**To do**
Rescale the stretch from the start of the records through the line containing "(1151, 633)", writing out every line again, requests included, with each point coordinate in the answers multiplied by 1.55 and rounded to the nearest whole number, halves rounded up. Leave the pictures out of your answer.

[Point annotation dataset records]
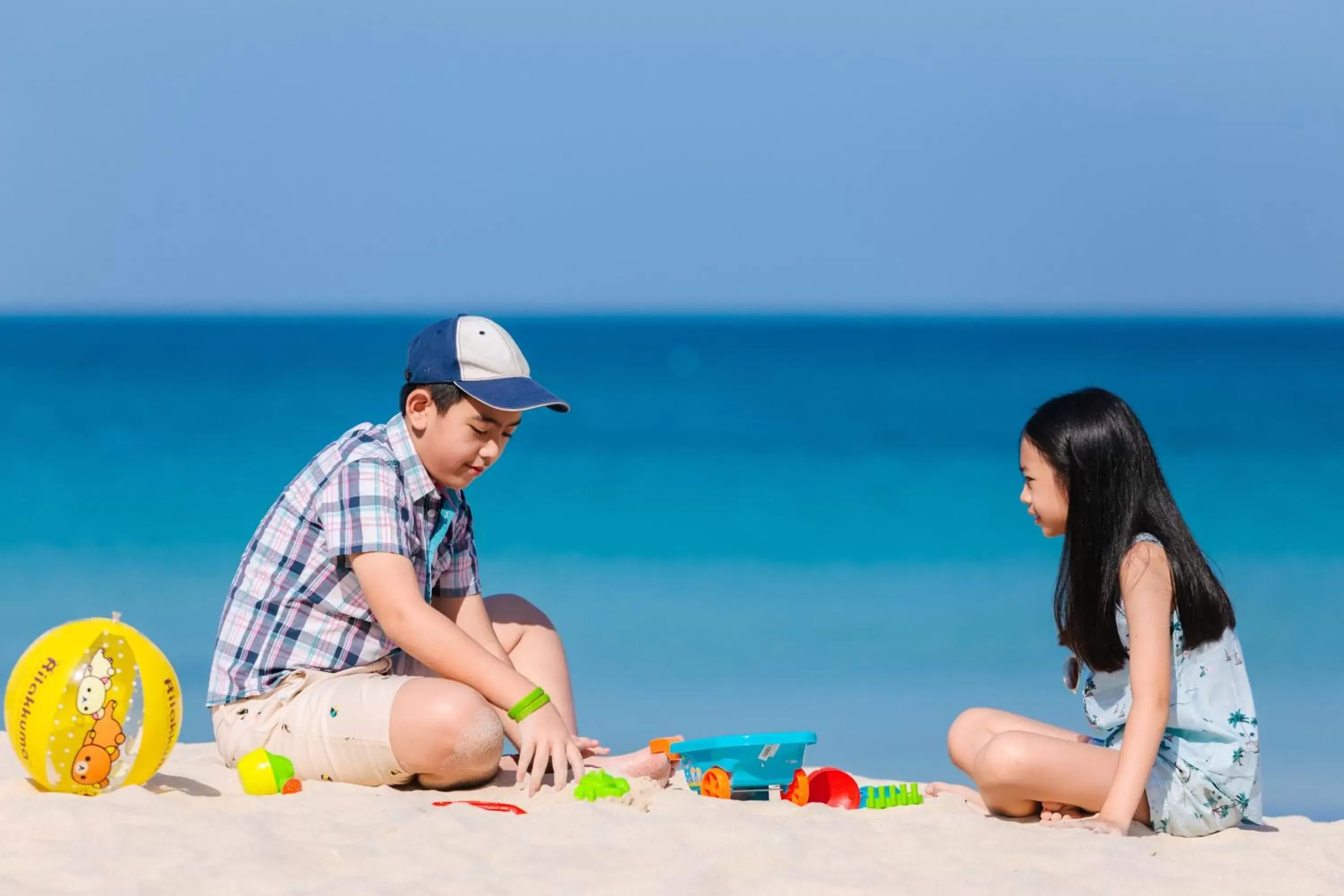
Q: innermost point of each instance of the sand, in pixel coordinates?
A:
(193, 831)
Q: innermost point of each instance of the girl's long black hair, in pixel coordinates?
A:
(1116, 491)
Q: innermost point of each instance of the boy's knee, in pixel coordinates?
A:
(447, 732)
(468, 723)
(1003, 761)
(506, 609)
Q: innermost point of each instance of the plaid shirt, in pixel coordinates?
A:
(295, 602)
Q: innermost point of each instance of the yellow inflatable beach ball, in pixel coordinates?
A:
(92, 706)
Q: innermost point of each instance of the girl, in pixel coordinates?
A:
(1151, 633)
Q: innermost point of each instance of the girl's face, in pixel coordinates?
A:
(1042, 491)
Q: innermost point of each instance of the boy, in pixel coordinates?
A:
(369, 556)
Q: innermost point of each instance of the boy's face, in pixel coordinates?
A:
(1041, 491)
(459, 445)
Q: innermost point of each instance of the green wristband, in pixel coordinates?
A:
(533, 707)
(525, 703)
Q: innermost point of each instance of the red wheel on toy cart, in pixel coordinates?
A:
(717, 784)
(797, 790)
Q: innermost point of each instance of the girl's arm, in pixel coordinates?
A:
(1146, 585)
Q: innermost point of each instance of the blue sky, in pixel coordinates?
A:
(877, 156)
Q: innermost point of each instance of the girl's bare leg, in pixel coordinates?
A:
(975, 728)
(1018, 770)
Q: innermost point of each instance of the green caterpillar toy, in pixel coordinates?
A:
(889, 796)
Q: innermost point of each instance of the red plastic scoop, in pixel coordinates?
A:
(832, 788)
(487, 806)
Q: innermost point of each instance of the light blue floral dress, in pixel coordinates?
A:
(1207, 773)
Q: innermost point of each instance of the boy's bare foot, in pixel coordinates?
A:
(1060, 812)
(969, 794)
(642, 763)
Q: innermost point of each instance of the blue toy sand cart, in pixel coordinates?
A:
(748, 765)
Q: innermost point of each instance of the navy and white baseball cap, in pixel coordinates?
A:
(482, 359)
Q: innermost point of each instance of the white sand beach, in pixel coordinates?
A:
(194, 831)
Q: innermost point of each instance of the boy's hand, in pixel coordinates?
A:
(546, 739)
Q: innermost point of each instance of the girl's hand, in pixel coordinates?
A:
(1096, 824)
(546, 739)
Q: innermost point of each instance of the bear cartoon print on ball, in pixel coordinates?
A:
(93, 685)
(92, 706)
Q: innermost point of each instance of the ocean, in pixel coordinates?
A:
(745, 524)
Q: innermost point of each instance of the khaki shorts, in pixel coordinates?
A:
(332, 726)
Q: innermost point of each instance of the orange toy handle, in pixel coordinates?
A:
(664, 746)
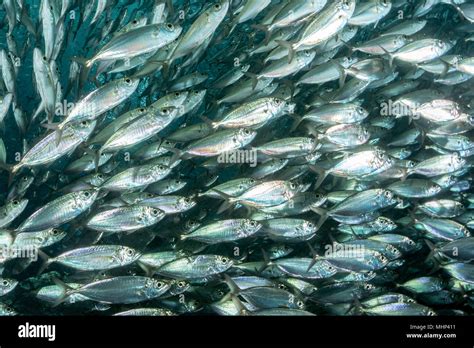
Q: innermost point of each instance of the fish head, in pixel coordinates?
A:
(220, 8)
(15, 206)
(87, 197)
(7, 285)
(156, 287)
(346, 6)
(186, 203)
(308, 227)
(53, 235)
(171, 28)
(127, 85)
(244, 136)
(127, 255)
(250, 227)
(434, 189)
(178, 287)
(152, 214)
(456, 162)
(223, 263)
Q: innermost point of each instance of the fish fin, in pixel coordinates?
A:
(289, 46)
(66, 291)
(322, 174)
(342, 74)
(266, 262)
(297, 119)
(239, 305)
(350, 47)
(391, 57)
(314, 255)
(170, 6)
(253, 77)
(46, 261)
(358, 306)
(177, 154)
(51, 126)
(432, 255)
(229, 201)
(264, 29)
(234, 289)
(209, 122)
(86, 68)
(149, 271)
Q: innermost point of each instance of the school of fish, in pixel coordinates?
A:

**Exercise result**
Q: innermost point of each instance of the sand, in pixel coordinates?
A:
(299, 1288)
Q: innermost point of each instance of the girl's long black hair, in pixel coordinates?
A:
(1730, 761)
Q: innermost point of each instance of the boy's knee, in pixel coordinates?
A:
(693, 1135)
(725, 1121)
(1555, 1180)
(784, 944)
Q: innermost point of each instance of the plaid shirt, in pixel coordinates?
A:
(457, 933)
Q: innermost point of each instance of the yellow inflatable beach ball, in pixel coordinates?
A:
(143, 1094)
Q: innermost point of each instance of the girl, in pixel coordinates?
A:
(1784, 981)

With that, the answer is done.